Dataset excerpts on object pointing
___

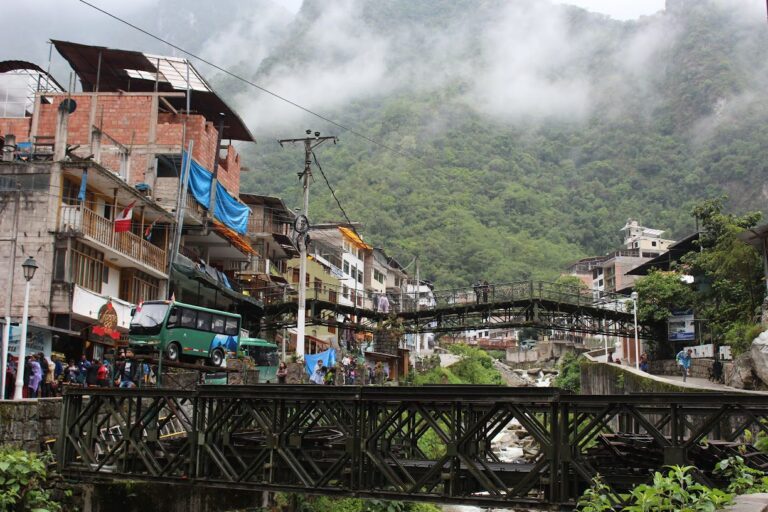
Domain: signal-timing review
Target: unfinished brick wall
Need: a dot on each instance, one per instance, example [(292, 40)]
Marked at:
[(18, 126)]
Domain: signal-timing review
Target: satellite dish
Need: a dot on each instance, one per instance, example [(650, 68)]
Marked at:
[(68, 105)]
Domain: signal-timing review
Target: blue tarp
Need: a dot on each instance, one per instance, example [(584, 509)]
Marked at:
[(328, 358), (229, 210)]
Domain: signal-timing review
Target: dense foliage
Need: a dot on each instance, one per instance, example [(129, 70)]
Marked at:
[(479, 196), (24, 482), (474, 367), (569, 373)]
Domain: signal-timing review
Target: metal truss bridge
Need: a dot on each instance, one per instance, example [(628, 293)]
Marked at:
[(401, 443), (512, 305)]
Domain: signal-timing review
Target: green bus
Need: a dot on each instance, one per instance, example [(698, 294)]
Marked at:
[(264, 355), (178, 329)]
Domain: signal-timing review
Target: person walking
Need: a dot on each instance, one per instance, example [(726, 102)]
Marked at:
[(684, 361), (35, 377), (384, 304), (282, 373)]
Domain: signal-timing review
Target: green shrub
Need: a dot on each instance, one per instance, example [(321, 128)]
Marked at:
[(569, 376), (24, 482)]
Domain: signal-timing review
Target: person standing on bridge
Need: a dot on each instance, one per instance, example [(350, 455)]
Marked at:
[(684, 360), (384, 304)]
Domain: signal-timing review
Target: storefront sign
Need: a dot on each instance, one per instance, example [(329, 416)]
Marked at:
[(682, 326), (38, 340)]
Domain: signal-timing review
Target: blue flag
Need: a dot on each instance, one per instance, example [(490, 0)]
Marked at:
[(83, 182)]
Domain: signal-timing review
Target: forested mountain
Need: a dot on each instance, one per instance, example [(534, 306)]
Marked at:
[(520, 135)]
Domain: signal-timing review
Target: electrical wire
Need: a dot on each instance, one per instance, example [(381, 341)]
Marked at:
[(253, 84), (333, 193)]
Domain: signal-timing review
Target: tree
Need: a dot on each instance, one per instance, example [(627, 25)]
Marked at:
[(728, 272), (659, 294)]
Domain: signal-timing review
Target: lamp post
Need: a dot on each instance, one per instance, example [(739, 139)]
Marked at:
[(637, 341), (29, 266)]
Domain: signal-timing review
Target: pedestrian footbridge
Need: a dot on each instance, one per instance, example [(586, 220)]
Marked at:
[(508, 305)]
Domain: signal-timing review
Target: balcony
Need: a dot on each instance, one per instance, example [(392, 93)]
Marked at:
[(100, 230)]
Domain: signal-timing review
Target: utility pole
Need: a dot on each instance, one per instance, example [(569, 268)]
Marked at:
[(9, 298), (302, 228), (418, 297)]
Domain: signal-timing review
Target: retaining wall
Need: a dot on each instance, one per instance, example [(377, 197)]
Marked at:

___

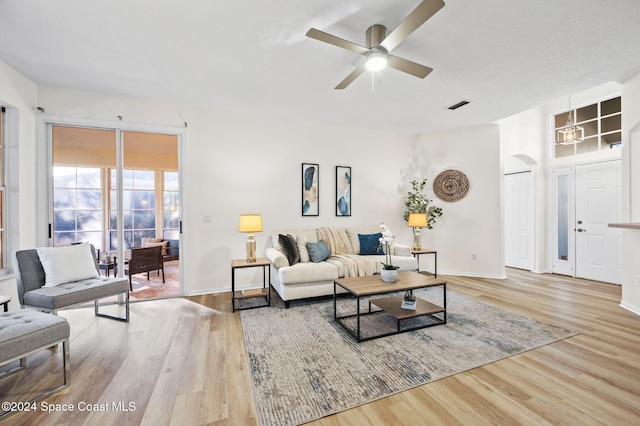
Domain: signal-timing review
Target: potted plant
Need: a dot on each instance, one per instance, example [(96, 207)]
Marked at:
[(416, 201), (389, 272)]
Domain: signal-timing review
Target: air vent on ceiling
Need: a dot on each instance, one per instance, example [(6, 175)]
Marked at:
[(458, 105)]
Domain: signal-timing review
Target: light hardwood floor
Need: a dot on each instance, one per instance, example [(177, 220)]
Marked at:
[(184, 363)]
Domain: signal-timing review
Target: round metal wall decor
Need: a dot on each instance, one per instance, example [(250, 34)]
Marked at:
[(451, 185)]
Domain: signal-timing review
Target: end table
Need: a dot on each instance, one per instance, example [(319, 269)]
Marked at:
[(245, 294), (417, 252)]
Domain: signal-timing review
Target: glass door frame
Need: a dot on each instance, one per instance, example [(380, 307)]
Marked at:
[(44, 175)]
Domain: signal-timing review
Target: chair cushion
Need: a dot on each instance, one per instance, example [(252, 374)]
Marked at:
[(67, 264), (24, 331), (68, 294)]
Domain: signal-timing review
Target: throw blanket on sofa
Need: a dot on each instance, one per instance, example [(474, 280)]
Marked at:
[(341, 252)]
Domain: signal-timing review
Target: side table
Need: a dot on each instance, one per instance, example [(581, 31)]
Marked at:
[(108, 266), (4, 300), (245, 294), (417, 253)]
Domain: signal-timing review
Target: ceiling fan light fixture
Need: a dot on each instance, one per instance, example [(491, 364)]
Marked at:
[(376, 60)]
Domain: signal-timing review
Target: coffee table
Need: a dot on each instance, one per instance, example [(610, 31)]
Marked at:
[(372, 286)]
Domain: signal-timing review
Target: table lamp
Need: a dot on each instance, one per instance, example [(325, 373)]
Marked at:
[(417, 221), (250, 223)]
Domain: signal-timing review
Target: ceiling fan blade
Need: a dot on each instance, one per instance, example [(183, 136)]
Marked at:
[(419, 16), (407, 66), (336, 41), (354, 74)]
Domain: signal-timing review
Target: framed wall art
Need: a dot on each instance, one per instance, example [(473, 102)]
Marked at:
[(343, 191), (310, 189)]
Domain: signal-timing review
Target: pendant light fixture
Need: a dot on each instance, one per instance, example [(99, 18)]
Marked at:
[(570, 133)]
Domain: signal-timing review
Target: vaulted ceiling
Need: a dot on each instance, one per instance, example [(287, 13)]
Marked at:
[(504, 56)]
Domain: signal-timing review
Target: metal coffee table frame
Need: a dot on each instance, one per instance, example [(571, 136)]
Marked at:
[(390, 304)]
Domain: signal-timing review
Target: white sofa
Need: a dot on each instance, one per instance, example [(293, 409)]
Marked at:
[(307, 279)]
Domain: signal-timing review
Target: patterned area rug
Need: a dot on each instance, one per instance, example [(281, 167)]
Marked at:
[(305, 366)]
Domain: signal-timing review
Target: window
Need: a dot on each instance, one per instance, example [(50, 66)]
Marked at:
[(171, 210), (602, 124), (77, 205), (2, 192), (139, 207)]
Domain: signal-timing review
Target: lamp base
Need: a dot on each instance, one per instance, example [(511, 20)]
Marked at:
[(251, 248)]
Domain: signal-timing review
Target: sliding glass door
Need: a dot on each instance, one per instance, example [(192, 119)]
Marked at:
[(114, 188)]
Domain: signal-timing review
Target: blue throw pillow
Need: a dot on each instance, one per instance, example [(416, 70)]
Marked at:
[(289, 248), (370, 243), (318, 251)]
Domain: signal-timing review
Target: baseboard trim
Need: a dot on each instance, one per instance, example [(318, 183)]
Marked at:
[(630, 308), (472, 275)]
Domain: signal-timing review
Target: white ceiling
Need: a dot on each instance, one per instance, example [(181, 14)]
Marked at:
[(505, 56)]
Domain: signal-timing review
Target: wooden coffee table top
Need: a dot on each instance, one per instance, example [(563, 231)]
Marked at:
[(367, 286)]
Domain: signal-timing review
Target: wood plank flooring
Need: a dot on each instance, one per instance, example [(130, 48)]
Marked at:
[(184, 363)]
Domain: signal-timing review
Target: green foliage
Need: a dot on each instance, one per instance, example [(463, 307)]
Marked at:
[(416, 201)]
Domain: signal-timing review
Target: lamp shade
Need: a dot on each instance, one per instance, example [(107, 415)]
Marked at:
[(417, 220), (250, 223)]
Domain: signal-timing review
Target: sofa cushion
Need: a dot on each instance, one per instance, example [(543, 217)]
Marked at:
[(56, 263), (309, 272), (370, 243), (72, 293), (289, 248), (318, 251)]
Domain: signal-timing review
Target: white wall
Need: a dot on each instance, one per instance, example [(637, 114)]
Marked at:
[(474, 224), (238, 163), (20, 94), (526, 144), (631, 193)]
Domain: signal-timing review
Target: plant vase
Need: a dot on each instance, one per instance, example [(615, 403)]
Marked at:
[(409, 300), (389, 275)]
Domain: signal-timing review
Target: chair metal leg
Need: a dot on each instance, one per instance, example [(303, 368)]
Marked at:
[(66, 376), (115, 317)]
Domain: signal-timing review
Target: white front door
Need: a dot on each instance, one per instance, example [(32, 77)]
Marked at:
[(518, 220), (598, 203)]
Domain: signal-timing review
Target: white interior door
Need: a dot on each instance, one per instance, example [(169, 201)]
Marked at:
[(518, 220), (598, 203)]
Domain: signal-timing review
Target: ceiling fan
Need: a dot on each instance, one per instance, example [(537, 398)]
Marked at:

___

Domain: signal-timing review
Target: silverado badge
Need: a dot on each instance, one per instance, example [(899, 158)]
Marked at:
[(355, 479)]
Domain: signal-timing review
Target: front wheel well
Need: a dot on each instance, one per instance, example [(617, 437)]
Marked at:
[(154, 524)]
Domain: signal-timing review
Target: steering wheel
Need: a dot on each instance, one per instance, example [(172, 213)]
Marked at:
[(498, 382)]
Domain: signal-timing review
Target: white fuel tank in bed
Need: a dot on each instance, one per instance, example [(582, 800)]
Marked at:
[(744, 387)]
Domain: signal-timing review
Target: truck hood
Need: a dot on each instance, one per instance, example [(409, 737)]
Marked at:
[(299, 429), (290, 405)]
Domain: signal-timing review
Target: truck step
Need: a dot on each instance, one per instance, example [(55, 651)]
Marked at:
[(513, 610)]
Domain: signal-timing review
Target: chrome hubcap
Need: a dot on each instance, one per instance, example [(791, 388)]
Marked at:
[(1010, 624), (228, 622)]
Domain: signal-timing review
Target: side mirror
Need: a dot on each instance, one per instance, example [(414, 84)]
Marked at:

___

State how many lines of the records contain the word "metal", giving only the number.

4